• Task brief:
From the rows below, copy out the lines from the one containing "the green grass" through the one containing "<point>495,645</point>", both included, with no changes.
+ + + +
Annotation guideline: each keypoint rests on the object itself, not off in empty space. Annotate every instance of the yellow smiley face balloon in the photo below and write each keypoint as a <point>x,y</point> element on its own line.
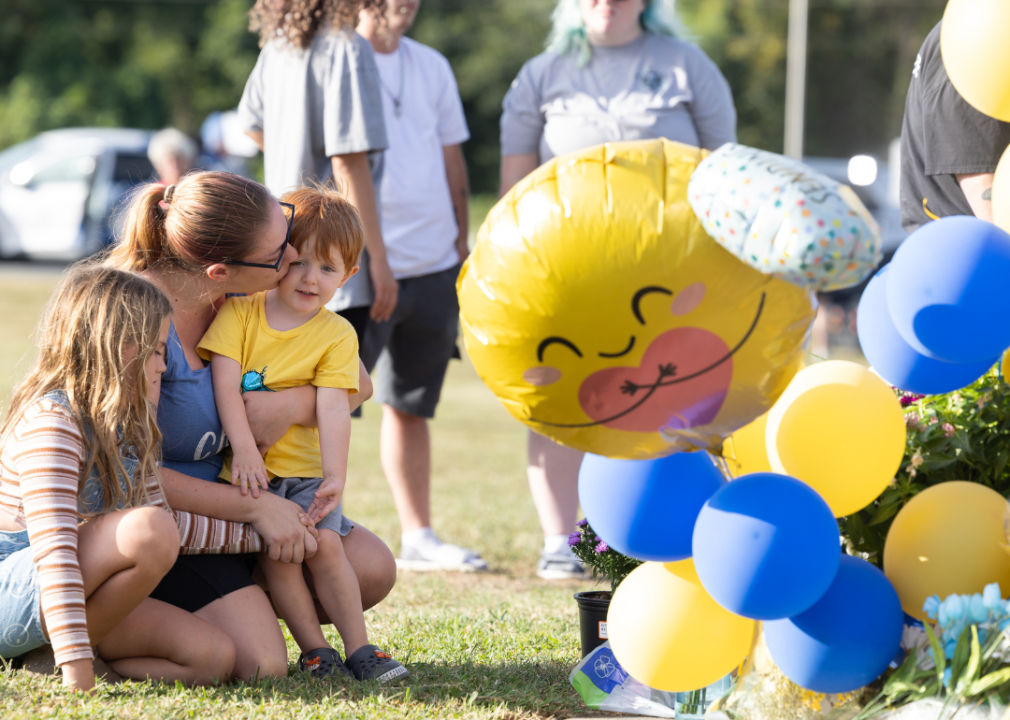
<point>603,316</point>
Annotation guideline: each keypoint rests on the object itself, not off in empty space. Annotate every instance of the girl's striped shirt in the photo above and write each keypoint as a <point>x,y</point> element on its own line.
<point>40,467</point>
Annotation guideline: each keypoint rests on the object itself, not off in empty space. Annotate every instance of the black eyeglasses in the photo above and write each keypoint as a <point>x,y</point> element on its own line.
<point>284,247</point>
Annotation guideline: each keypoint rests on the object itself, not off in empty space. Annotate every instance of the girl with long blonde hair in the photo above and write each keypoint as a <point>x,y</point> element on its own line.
<point>81,441</point>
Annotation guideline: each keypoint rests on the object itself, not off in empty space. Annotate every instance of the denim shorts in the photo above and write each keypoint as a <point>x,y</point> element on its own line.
<point>20,602</point>
<point>301,491</point>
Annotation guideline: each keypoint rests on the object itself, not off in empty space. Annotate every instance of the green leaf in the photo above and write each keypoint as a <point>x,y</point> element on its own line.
<point>989,682</point>
<point>884,513</point>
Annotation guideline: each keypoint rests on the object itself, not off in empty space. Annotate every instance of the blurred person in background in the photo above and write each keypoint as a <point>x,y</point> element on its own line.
<point>313,104</point>
<point>614,70</point>
<point>424,218</point>
<point>948,149</point>
<point>173,153</point>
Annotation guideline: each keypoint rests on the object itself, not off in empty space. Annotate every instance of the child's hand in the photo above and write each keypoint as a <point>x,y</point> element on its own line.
<point>326,498</point>
<point>79,676</point>
<point>248,472</point>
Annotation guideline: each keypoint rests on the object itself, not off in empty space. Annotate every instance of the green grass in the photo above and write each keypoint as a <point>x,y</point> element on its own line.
<point>495,645</point>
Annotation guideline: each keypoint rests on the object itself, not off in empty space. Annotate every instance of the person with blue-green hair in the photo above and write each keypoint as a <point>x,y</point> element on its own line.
<point>613,70</point>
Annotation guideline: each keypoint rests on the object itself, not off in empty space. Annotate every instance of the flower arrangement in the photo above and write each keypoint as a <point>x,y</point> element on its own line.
<point>604,561</point>
<point>962,435</point>
<point>963,661</point>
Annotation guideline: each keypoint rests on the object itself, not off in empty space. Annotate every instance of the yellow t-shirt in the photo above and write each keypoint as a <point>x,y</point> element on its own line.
<point>322,352</point>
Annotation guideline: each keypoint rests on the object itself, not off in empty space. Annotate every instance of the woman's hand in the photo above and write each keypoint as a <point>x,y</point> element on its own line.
<point>285,529</point>
<point>272,414</point>
<point>79,676</point>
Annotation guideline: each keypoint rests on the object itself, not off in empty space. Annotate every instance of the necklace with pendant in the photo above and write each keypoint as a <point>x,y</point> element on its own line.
<point>399,95</point>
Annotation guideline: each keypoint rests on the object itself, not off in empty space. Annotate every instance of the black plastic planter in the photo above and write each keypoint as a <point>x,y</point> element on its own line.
<point>593,608</point>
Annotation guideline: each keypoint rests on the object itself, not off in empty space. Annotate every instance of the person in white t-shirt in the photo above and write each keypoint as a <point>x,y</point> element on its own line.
<point>423,209</point>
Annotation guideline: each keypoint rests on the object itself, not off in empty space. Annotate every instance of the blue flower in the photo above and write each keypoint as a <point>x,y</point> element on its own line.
<point>993,599</point>
<point>950,609</point>
<point>977,610</point>
<point>931,606</point>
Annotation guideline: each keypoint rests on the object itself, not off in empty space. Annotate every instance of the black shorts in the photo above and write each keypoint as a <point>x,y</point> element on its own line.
<point>411,350</point>
<point>196,581</point>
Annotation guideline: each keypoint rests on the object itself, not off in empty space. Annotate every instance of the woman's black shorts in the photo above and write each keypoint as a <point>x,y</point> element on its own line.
<point>196,581</point>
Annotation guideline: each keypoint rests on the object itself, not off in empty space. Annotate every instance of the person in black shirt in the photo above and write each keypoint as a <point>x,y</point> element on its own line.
<point>948,149</point>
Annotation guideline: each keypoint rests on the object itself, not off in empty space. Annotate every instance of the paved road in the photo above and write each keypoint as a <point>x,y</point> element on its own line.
<point>30,269</point>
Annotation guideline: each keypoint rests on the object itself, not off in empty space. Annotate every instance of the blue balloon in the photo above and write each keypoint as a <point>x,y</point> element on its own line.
<point>896,361</point>
<point>847,638</point>
<point>766,546</point>
<point>947,290</point>
<point>646,509</point>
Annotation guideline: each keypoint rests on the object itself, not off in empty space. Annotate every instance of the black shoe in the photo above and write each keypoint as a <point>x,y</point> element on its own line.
+ + + +
• Answer to this exercise:
Annotation guideline: each keypoint rests on the object itself, not off in empty space. Annotate every instance of the green grass in the photo above and write each keypoint as a <point>x,y</point> element on its own line.
<point>495,645</point>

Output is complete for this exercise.